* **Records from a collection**
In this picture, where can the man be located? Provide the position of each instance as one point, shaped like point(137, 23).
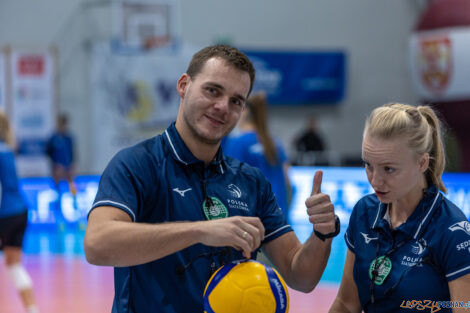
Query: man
point(172, 209)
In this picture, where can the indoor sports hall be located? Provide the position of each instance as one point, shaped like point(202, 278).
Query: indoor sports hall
point(110, 67)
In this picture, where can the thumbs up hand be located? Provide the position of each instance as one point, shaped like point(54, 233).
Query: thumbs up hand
point(320, 210)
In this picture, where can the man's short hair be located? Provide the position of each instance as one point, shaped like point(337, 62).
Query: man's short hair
point(231, 55)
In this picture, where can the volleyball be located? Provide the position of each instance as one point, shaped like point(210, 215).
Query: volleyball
point(247, 286)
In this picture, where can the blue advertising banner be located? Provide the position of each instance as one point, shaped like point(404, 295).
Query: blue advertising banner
point(296, 78)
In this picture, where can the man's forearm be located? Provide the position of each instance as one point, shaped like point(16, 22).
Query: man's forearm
point(309, 262)
point(119, 243)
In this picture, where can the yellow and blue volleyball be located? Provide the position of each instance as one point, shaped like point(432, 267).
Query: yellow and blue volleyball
point(242, 287)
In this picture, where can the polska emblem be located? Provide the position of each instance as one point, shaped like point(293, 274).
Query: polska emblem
point(435, 63)
point(383, 266)
point(214, 210)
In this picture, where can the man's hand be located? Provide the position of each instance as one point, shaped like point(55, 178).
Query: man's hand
point(240, 232)
point(320, 210)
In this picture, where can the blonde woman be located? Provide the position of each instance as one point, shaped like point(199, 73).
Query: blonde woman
point(407, 241)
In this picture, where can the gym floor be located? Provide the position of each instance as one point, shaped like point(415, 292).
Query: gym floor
point(65, 282)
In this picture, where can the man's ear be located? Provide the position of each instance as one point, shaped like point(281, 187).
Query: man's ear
point(182, 85)
point(424, 162)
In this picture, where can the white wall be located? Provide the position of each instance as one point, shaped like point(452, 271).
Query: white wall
point(374, 34)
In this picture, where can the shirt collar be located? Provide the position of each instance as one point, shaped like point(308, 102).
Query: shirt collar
point(183, 155)
point(418, 220)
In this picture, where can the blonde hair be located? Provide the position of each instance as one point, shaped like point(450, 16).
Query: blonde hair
point(422, 128)
point(6, 132)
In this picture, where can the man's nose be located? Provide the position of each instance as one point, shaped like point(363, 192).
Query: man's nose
point(222, 104)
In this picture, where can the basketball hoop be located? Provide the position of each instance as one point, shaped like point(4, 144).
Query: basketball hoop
point(154, 42)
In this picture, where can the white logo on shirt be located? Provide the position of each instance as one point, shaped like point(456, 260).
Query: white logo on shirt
point(182, 192)
point(234, 190)
point(368, 239)
point(463, 226)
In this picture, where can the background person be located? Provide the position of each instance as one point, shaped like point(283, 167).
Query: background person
point(13, 217)
point(405, 241)
point(255, 145)
point(60, 149)
point(310, 146)
point(172, 209)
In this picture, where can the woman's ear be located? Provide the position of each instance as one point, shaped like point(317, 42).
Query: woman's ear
point(182, 84)
point(424, 162)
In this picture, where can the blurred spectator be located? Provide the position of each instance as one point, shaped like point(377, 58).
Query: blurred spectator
point(255, 146)
point(310, 146)
point(60, 149)
point(13, 217)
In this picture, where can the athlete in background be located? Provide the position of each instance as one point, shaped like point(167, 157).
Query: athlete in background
point(13, 217)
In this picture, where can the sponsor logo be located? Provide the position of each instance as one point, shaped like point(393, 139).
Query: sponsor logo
point(433, 306)
point(411, 261)
point(368, 239)
point(182, 192)
point(463, 226)
point(463, 245)
point(419, 247)
point(214, 209)
point(237, 204)
point(279, 290)
point(235, 191)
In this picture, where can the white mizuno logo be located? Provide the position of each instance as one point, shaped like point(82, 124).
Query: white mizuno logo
point(182, 192)
point(367, 239)
point(463, 226)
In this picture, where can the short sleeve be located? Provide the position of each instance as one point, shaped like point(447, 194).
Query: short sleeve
point(282, 153)
point(454, 251)
point(118, 186)
point(351, 230)
point(271, 214)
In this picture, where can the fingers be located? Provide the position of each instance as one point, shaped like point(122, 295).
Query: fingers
point(240, 232)
point(320, 209)
point(317, 179)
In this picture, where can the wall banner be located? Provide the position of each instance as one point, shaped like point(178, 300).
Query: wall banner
point(33, 107)
point(293, 78)
point(3, 78)
point(440, 66)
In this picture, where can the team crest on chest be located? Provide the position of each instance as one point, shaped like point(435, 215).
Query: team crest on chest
point(214, 210)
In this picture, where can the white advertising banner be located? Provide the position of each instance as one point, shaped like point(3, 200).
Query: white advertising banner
point(3, 78)
point(132, 98)
point(440, 64)
point(33, 109)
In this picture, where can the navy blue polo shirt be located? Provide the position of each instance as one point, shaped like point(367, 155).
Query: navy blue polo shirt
point(160, 180)
point(428, 251)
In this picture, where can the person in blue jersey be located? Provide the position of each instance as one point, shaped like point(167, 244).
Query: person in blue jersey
point(13, 217)
point(255, 146)
point(60, 149)
point(408, 244)
point(172, 209)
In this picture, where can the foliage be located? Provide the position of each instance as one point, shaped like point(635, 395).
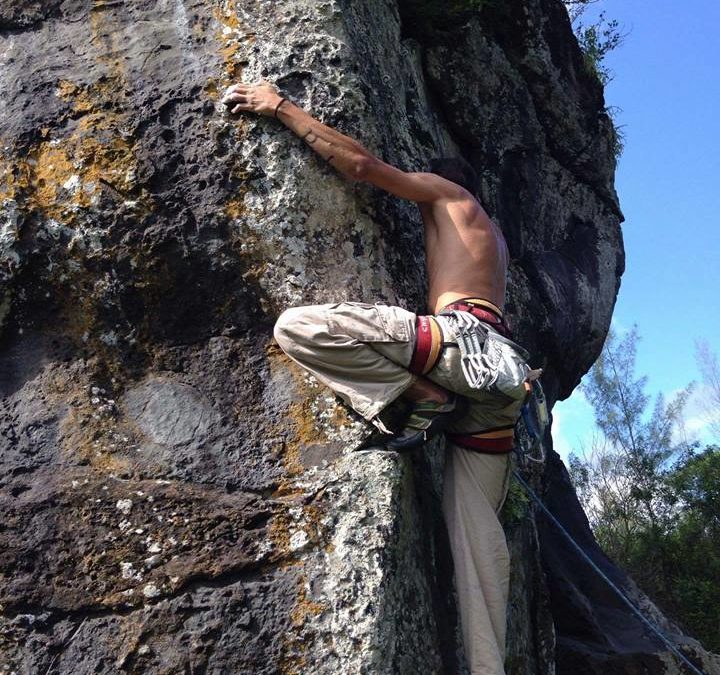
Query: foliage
point(596, 39)
point(652, 499)
point(710, 369)
point(516, 506)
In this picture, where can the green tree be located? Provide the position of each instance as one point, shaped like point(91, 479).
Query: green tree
point(694, 543)
point(652, 498)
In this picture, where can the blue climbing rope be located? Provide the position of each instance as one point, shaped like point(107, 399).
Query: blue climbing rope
point(602, 574)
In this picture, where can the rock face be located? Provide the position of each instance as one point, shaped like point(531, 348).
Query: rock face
point(177, 497)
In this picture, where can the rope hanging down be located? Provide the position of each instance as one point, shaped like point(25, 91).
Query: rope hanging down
point(612, 585)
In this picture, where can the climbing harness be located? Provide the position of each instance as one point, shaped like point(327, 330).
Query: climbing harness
point(481, 309)
point(616, 589)
point(428, 345)
point(536, 418)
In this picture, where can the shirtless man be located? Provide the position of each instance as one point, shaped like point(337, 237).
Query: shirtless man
point(372, 354)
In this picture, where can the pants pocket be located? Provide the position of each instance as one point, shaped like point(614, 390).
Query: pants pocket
point(369, 323)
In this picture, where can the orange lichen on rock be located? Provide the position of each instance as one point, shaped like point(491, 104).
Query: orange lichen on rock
point(59, 176)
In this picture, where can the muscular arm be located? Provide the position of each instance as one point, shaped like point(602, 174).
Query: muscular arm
point(345, 154)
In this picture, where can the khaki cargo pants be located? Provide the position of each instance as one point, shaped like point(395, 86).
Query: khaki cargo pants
point(362, 352)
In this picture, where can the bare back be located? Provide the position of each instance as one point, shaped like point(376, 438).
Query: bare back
point(467, 256)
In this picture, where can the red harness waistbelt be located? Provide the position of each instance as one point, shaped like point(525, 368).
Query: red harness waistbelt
point(486, 311)
point(493, 441)
point(428, 345)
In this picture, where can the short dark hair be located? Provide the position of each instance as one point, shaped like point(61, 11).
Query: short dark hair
point(457, 170)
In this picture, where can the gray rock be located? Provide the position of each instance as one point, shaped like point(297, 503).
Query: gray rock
point(176, 495)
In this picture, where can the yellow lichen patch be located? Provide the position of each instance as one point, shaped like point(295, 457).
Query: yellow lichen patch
point(304, 606)
point(293, 660)
point(231, 36)
point(234, 208)
point(59, 176)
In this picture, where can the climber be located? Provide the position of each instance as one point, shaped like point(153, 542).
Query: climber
point(372, 354)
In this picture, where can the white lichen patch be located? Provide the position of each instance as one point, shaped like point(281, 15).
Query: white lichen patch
point(124, 506)
point(151, 591)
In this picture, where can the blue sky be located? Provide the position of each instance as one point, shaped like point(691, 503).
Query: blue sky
point(667, 90)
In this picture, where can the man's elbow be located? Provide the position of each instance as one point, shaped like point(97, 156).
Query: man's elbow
point(362, 167)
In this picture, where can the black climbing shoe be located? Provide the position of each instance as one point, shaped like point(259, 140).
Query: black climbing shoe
point(427, 420)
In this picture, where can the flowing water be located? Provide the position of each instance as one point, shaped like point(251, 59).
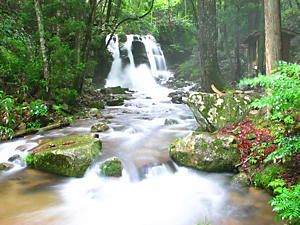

* **TASK GOAL**
Can you set down, unchanged, the stretch of the records from the line containing "In this picture, where can the polska" through the line containing "point(407, 241)", with both of those lines included?

* **RESULT FOR THIS EXERCISE**
In this picture, where can the polska emblem be located? Provide the position of each instance as one point, shaped like point(293, 274).
Query: polska emblem
point(435, 63)
point(383, 266)
point(214, 210)
In this picture, where can the man's hand be located? Provide the position of each instance as one point, shaped like point(55, 178).
Query: man's hand
point(240, 232)
point(320, 210)
In this picture, where can the blonde woman be located? Provide the position of each instance as one point, shaped like point(199, 73).
Query: blonde woman
point(407, 241)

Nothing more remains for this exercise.